Problems and tasks
a – In the passage on list sampling below, why does selecting nodes at random from the Candidate List help overcome the degree bias of BFS and DFS? Answer in one to three sentences.
b – Continue the passage on list sampling below, starting after its last sentence.

Source extract
** START **
The interested readers are referred to [35] for understanding the role of the graph induction step in network sampling. The paper compares algorithms such as Random Walk and Forest Fire Sampling with and without induction. The authors conclude that a clear difference exists between the techniques with subgraph induction and without it. Generally, the techniques with the induction step improve the performance of the corresponding techniques without it.

6. List sampling framework

In this section we formally present two algorithms, under the title List Sampling (LS), that differ on the basis of how we select the nodes from the CL. In principle, LS provides us a framework with two key parameters. i) the probability, denoted as p, of a node to be selected from the CL ii) the number of nodes, denoted as k, sampled simultaneously from the CL. We represent the List Sampling framework as $LS(p,k)$ .

The first parameter p, the probability of a node to be selected from the CL, offers us the flexibility of selecting a node with a certain probability from the pool of available nodes and this probability could be based on any characteristic of a node e.g., its degree. There are numerous possibilities to define the value of p, e.g., we can select nodes uniformly at random from the CL or we can select a node from the CL with a probability directly or inversely proportional to its degree. We call this parameter a biasing parameter because it biases our selection of nodes from the CL and we can either prefer high degree or low degree nodes for sampling.

The second parameter k, the number of nodes selected simultaneously from the CL, helps an algorithm to explore the neighborhood properly. We assume that if there are many potential candidates in the CL and we select only one node at a time, we cannot explore the neighborhood extensively. We call this parameter a multiple selection parameter. There are countless possibilities to select k ( $1\leqslant k\leqslant|CL|$ ) number of nodes from the CL but in this paper we discuss only one case where k is

$\displaystyle\,k=\lceil\sqrt{|CL|}\rceil$ (7)

We calculate k as the square root of the size of the Candidate List. We will discuss the intuition behind this value of k in the analysis section (Subsection 8.3).

Supposedly, the Candidate List is a good trade-off between sampling by randomly selecting the nodes and sampling by exploring the neighborhood. We have two key intuitions. First, selecting the nodes at random from the Candidate List simulates the same effect as that of selecting the nodes randomly from the graph and helps us in overcoming the degree bias of BFS and DFS. Second, since the Candidate List does not hold the neighboring nodes of the current node but of all the nodes sampled so far, therefore, when we select multiple nodes repeatedly from the CL, it is highly likely that we explore the neighborhood of each node accurately. That helps us in retaining the structure and connectedness of the graph. Intuitively, the graph induction step further strengthens the overall connectivity of the sampled graph and helps in maintaining its topology.
** END **
Material shown
** START **
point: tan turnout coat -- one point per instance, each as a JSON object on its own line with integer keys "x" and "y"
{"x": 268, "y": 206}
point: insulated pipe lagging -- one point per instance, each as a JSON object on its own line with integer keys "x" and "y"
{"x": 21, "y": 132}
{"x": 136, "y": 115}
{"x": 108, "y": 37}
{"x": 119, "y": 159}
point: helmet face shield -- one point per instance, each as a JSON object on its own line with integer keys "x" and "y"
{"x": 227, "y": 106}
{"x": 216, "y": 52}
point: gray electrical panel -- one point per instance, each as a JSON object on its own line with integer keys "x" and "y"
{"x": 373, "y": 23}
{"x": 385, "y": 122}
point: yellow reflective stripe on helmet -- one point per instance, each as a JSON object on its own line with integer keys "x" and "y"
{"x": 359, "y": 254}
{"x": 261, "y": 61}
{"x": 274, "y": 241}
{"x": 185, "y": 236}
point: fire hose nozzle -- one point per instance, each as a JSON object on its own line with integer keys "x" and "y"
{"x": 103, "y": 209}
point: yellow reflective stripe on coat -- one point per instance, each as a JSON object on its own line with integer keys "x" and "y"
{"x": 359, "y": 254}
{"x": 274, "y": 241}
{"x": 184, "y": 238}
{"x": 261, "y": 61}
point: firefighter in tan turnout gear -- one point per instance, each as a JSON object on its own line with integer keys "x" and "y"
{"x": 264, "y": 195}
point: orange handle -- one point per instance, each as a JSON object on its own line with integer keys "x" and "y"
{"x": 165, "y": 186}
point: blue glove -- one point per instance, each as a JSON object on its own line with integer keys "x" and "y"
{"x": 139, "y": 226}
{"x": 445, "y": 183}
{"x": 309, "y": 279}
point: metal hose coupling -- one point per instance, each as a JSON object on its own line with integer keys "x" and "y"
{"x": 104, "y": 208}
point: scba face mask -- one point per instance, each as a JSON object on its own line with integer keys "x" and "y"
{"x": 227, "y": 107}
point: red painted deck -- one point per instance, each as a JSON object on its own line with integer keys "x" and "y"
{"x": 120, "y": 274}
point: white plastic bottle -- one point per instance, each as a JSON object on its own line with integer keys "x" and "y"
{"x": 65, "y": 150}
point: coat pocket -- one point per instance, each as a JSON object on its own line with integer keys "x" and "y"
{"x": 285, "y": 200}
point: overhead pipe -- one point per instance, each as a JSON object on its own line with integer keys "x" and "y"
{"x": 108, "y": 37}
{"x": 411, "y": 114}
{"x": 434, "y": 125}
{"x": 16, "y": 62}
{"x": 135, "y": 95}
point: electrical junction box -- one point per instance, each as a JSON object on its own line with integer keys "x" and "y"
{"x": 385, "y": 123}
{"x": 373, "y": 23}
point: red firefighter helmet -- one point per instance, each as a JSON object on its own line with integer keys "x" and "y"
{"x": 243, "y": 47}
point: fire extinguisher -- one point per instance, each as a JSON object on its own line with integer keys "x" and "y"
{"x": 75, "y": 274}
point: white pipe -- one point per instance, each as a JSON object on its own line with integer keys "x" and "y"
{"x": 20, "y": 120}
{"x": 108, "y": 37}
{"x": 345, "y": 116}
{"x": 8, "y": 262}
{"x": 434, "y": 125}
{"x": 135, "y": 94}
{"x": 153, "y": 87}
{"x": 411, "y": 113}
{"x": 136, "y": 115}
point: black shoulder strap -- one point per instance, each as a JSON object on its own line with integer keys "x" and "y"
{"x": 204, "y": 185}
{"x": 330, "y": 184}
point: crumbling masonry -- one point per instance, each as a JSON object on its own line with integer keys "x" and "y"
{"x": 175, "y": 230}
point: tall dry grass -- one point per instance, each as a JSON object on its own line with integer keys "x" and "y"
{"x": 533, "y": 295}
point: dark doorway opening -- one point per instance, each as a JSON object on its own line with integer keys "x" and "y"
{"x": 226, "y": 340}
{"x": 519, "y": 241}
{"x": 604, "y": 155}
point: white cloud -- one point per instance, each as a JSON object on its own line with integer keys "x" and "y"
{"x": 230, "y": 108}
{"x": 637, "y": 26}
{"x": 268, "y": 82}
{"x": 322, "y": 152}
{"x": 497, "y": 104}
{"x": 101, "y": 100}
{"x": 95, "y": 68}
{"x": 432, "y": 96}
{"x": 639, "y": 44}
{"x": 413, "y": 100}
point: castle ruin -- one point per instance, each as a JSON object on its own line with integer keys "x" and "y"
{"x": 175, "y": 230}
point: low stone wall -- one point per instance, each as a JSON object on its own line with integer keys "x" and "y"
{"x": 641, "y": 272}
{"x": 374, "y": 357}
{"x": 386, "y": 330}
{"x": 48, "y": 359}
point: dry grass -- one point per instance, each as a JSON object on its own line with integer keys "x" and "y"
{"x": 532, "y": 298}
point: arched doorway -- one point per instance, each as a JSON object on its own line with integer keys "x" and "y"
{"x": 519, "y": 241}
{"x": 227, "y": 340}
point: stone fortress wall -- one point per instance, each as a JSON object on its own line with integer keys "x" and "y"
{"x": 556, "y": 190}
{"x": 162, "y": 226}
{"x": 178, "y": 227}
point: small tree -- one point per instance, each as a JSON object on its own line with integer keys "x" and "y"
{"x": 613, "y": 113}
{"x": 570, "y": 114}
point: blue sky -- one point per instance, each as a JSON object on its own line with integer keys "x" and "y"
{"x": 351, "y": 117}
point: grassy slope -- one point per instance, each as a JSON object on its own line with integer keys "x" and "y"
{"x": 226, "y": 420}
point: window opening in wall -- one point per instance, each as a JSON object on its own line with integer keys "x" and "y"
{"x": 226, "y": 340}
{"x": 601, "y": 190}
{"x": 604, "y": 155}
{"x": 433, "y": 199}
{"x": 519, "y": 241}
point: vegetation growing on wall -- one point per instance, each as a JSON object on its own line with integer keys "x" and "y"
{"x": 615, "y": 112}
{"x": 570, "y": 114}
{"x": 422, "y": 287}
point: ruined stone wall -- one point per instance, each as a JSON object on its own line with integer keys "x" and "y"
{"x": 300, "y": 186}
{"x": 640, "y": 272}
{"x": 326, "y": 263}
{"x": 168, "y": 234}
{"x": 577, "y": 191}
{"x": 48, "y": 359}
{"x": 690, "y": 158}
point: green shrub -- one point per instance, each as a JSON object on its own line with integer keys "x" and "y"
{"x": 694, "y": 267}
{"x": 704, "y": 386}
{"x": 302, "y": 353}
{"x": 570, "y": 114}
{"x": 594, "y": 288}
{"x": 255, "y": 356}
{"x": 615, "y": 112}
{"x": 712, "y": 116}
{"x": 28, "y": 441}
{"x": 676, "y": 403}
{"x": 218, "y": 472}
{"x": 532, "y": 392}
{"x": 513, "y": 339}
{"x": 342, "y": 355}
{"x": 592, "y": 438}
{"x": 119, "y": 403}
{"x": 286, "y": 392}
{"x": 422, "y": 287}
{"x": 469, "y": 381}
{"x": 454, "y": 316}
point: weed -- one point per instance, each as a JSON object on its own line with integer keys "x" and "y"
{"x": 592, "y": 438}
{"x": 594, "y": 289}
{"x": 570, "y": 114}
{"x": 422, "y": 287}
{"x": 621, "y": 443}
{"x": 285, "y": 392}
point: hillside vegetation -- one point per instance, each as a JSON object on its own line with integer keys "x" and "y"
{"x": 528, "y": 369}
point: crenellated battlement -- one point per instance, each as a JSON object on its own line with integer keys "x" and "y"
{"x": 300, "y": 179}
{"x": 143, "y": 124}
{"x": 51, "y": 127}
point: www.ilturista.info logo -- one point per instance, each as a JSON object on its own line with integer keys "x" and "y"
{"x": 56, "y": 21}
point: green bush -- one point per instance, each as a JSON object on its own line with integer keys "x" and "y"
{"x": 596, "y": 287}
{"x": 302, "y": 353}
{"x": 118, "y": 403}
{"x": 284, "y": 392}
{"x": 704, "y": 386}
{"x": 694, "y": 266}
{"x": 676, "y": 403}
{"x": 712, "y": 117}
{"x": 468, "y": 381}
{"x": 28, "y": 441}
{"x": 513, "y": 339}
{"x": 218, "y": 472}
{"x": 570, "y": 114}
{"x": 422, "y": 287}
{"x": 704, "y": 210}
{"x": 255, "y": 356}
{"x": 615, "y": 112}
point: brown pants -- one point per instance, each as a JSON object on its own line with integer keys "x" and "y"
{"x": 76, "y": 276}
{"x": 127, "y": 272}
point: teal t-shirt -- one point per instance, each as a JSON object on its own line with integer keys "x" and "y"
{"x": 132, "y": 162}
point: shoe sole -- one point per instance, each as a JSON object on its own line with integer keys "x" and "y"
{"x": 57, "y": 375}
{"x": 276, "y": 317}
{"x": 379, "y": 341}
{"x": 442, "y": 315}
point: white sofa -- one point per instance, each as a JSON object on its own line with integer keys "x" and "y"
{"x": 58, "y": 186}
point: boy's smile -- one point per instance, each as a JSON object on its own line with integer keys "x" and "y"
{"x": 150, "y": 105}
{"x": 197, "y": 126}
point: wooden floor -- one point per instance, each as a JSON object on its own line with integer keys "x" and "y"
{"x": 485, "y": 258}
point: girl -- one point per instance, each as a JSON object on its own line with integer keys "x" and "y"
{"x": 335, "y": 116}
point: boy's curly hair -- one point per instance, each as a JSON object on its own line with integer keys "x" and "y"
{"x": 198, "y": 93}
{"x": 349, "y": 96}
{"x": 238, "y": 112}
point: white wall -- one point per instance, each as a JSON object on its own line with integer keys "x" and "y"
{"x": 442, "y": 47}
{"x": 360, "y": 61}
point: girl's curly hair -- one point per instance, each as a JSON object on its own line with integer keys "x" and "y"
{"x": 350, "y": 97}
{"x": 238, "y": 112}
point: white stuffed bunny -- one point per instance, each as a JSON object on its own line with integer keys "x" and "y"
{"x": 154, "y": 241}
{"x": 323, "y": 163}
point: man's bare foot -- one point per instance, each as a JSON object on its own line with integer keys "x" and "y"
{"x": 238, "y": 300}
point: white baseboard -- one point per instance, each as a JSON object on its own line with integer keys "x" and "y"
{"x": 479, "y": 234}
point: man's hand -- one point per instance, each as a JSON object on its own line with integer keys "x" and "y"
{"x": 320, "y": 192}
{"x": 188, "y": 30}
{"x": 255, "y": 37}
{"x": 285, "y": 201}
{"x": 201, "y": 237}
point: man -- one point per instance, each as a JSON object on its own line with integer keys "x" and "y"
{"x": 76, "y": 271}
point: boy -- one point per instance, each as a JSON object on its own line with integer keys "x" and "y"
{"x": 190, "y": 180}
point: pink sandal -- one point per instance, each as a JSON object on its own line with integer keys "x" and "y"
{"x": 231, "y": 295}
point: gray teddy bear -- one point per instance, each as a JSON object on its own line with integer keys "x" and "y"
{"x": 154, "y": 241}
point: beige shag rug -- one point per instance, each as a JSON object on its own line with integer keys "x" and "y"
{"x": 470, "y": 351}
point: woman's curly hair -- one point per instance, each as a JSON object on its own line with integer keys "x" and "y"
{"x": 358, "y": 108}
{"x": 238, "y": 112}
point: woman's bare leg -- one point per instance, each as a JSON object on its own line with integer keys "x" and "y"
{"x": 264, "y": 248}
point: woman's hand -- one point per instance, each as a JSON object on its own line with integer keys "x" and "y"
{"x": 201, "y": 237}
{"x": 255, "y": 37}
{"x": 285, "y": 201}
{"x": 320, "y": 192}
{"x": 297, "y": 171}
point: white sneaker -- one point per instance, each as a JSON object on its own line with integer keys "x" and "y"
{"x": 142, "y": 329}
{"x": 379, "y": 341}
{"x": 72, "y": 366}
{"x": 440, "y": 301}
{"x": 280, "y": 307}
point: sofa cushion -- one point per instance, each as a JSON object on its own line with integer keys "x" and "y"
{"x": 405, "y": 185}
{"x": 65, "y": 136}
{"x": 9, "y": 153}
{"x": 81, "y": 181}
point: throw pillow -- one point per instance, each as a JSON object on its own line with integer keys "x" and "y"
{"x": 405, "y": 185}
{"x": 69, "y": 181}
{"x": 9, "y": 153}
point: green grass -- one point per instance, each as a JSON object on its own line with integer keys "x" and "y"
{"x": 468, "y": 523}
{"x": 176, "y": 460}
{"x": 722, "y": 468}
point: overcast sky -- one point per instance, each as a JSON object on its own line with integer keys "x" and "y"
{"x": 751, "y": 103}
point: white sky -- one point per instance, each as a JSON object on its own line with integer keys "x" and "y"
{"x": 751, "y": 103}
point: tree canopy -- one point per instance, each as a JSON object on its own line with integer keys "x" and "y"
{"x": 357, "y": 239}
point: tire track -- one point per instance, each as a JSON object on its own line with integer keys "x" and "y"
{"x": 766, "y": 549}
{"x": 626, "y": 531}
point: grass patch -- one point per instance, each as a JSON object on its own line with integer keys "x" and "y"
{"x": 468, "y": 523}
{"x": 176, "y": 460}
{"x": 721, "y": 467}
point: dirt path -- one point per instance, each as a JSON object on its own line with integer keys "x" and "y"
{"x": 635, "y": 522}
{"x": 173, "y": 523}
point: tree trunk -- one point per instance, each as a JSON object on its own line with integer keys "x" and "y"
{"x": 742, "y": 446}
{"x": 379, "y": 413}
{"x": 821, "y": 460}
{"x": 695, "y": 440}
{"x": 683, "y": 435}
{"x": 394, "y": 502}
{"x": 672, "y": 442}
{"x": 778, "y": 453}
** END **
Results for the exercise
a – Selecting nodes at random from the Candidate List has the same effect as selecting nodes randomly from the graph. That random selection is what lets the method overcome the degree bias of BFS and DFS.

b –
6.1 Base algorithm

The simplest possible algorithm with List Sampling framework $LS(p,k)$ is to set $k=1$ and select the nodes uniformly at random from the candidate list. In this algorithm, we select one node at a time from the CL and add all of its neighbors to the CL. The probability to select a node from the CL is uniform. With these values of p and k, this algorithm becomes identical to the Random First Sampling [17] except that the Random First Sampling technique does not perform the induction step and only includes the sampled edges. On the other side, we include all the existing edges in the original graph between the node set $V_{s}$ to form the edge set $E_{s}$ . We call this base algorithm List Sampling Zero (LS0).

6.2 Algorithm 1

In the first algorithm, we select nodes uniformly at random from the Candidate List (CL) without considering the degree of the nodes. Let us suppose that the CL contains r number of nodes, i.e., CL $=\{v_{1},v_{2},v_{3},\ldots,v_{r}\}$ , then the probability p of a node to be selected from the CL is given by

$\displaystyle\,p=\frac{1}{r}$ (8)

The main intuition behind this algorithm is the belief that randomly selecting the nodes picks both low degree and high degree nodes with equal probability and hence their average degree comes out to be close to the actual degree of the graph. We select a seed node at random from the node set V of the actual graph and add all of its neighbors to the CL. We then select k number of nodes uniformly at random from the CL, add them to the sample set $V_{s}$ , remove them from the CL and add all of their neighbors to the CL. The algorithm repeats this step until the target fraction $\phi$ of sampled nodes is achieved. After this, the graph induction step is invoked on the sample set $V_{s}$ to form the edge set $E_{s}$ . We call this algorithm List Sampling 1 (LS1).

6.3 Algorithm 2

In the second algorithm, we bias our selection to the low degree nodes when we select nodes from the Candidate List. The main intuition behind this algorithm is the observation that sampling, in general, is intrinsically biased to pick high degree nodes from the actual graph in one way or another. In this algorithm, the probability of a node being selected from the Candidate List of size r depends on the degree d of a node and its frequency f. The frequency f of a node tells us how many of its neighbors have already been sampled. If the frequency of r nodes in the CL is represented as $\{f_{1},f_{2},f_{3},...,f_{r}\}$ , the probability p of a node is calculated as

$\displaystyle\,p\propto\frac{1}{d}+\left(1-\left(1-\frac{1}{d}\right)^{f}\right)$ (9)

Where $f_{i}$ is the number of times the node $n_{i}$ is added to the CL. We do not repeat the nodes in the CL but if a node is already present in the CL and it is to be added again (as a node could be a neighbor of many nodes) we increase its frequency by one and calculate its probability p using Eq. (9). Initially, the frequency of all nodes is set to zero, that reduces the probability of a node to the inverse of its degree but as the neighbors of a node are sampled, its frequency and hence its probability increases. This equation biases our selection to the low degree nodes and also permits us to select high degree nodes in a good proportion because intuitively we assume that the frequency of high degree nodes will increase gradually and hence their probability will also increase. The normalized probability $p$ of a node is given by

$\displaystyle\,p=\frac{\frac{1}{d}+(1-(1-\frac{1}{d})^{f})}{\sum\limits_{i=1}^% {r}\frac{1}{d_{i}}+(1-(1-\frac{1}{d_{i}})^{f})}$ (10)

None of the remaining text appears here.